▶ [Text excerpt]
This guide is for data scientists and ML engineers who want to maintain the performance of their ML models in production by determining whether the serving data drifts over time and by computing the magnitude of this drift (if any).
The series consists of the following documents:
- Logging serving requests by using AI Platform Prediction
- Analyzing logs in BigQuery
- Analyzing training-server skew with TensorFlow Data Validation
- Automating training-server skew detection
- Identifying training-server skew with novelty detection (this guide)
The code for the process described in this document is incorporated into Jupyter notebooks. The notebooks are in a GitHub repository.
Overview
Monitoring the predictive performance of a machine learning (ML) model in production is a crucial area of MLOps. The predictive performance of a deployed model might decay over time. This decay can occur for several reasons, including a growing discrepancy between training and serving data, an evolving business context, or a changing technical environment.
The following diagram shows the process that's described in this guide:
Feature-level drift versus dataset-level drift
Previous guides in this series described how to use TensorFlow Data Validation (TFDV) to detect schema and distribution skews and anomalies in a dataset. TFDV uses a reference schema and baseline statistics that are generated from the training data to detect anomalies in new data.
You can use TFDV to identify skews and anomalies such as the following for each feature:
- The data type of a feature isn't as expected.
- The values of a numerical feature are outside the expected range.
- The percentage of the missing values in a specific feature is under a predefined threshold.
- New or missing categories are detected in a categorical feature.
- The values distribution of a feature isn't as expected.
In practice, most of the training-serving data skews and anomalies are due to issues in individual features. For example, errors or updates in the data ingestion and processing pipelines might introduce missing values, new values, out-of-range values, or values that have incorrect data types. You might also see inconsistencies in data schema types in any of the following circumstances:
- Data sources change.
- You integrate new data sources.
- You operate your model in a new domain (for example, a new geographic location).
TFDV can detect feature-level skews and anomalies such as these so that you can act on them. For example, you might update the preprocessing logic, add new vocabulary to categorical features, and discard erroneous data and retrain the model if needed.
However, in some cases, individual features in the dataset might not have any significant skew related to the reference schema and the baseline statistics. Even so, the joint probability distribution of these features shows a change. This change represents a type of covariate shift. This type of shift usually happens as new trends and patterns emerge in the data due to the changes in the dynamic of the environment. Examples might be changes in the prices of real estate relative to locations, or the popularity of fashion items among different demographic groups. Covariate shift is also subject to seasonality, because the statistical relationships between input features might change periodically in response to different seasons and events.
Therefore, it can be useful to compute an overall drift score at the dataset level with respect to all the features. This drift score can represent the skew magnitude of your serving data. Computing an overall drift score simplifies the process of monitoring dataset drift over time, and it helps you to define and take actions based on certain drift score thresholds.

▶ [Provided records]
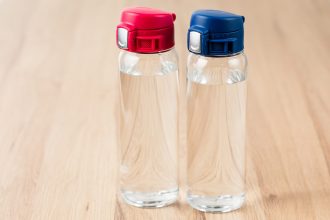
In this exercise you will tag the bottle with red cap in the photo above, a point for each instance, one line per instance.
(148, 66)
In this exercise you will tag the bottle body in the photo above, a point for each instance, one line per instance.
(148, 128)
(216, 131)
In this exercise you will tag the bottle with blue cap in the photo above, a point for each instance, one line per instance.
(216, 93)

---

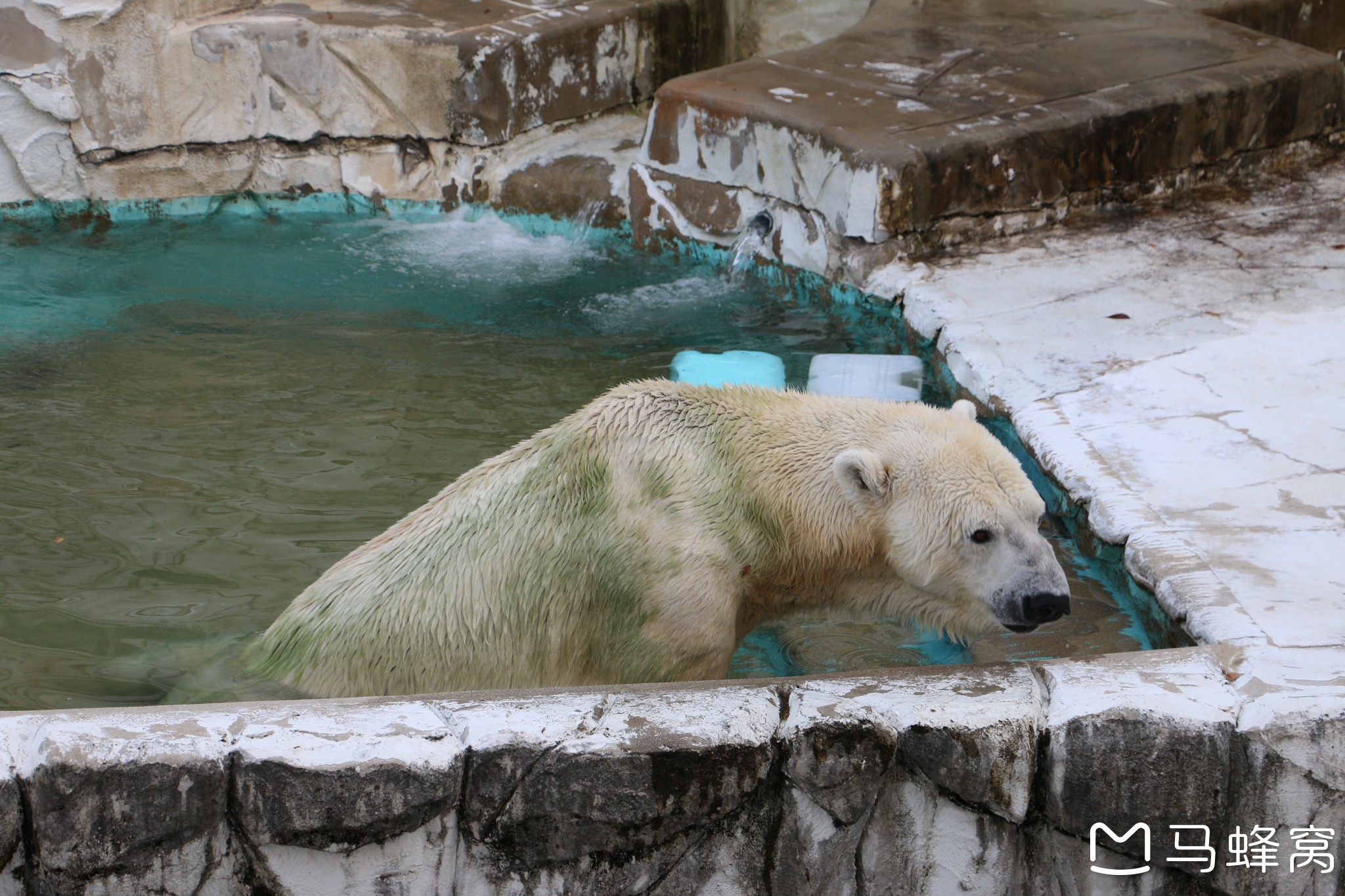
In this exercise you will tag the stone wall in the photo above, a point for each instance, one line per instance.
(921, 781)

▶ [Given request 1] Find every line in the listing that contains the string "with" and copy each one. Case counts.
▶ [Given request 2] Continue the guide on detecting drift in machine learning serving data, starting right after its last sentence.

▶ [Task result 1]
In this exercise you will tag the bottle with red cap in the photo above, a point for each instance, one line per instance.
In this exercise you will tag the bottle with blue cap in the photo above, a point for each instance, one line per instance.

▶ [Task result 2]
Methods for scoring a dataset drift
You can use the following methods to compute a drift magnitude at the dataset level rather than at the feature level:
- Novelty and outlier detection
- Two-sample statistical tests
Novelty and outlier detection
In novelty and outlier detection algorithms, the aim is to mimic the task of detecting out-of-distribution samples. You build a model by using the reference (training) data, and then use that model to identify whether a new (serving) data point is an outlier. The drift score is computed as the percentage of the data points that are predicted to be outliers in the serving dataset. The advantage of this technique is that not only does it produce a drift score between 0 and 100, but also it identifies the data points that are considered anomalous.
Novelty and outlier detection algorithms include the following:
Algorithms that are used for detecting outliers in time-series data are spectral residuals and sequence-to-sequence autoencoding.
Two-sample statistical tests
In two-sample statistical tests, you perform statistical hypothesis tests to examine the equivalence of the training distribution and serving distribution. The output of these algorithms is a p-value (between 0 and 1) that indicates the probability that the two datasets come from the same distributions. Because the dataset includes several features, simple univariate statistical tests aren't sufficient. Therefore, you have the following options:
- Multivariate kernel tests. The maximum mean discrepancy (MMD) is a popular kernel-based statistical distance that's used in multivariate two-sample testing. Other statistical distances include KL-divergence, the Wasserstein metric, and energy distance. Multivariate testing does not scale well with the size of the dataset, and its statistical power might decay as the dimensionality of the dataset increases.
- Multiple univariate tests. You can test the Kolmogorov-Smirnov (KS) statistic or other statistical distance on each feature separately and then combine the p-values from each test. You apply a correction procedure to mitigate the issue of multiple hypothesis testing.
For more information about drift detection techniques, see the paper Failing Loudly: An Empirical Study of Methods for Detecting Dataset Shift. In addition, see Alibi Detect, an open source Python library for drift detection that covers tabular data, images, and time series.
Objectives
- Download training and serving data splits.
- Train an elliptic envelope model by using the training data.
- Test the model on normal and mutated datasets.
- Implement an Apache Beam pipeline to compute drift score in request-response BigQuery data.
- Run the pipeline and display drift detection output.
Costs
This tutorial uses the following billable components of Google Cloud:
To generate a cost estimate based on your projected usage,
use the pricing calculator.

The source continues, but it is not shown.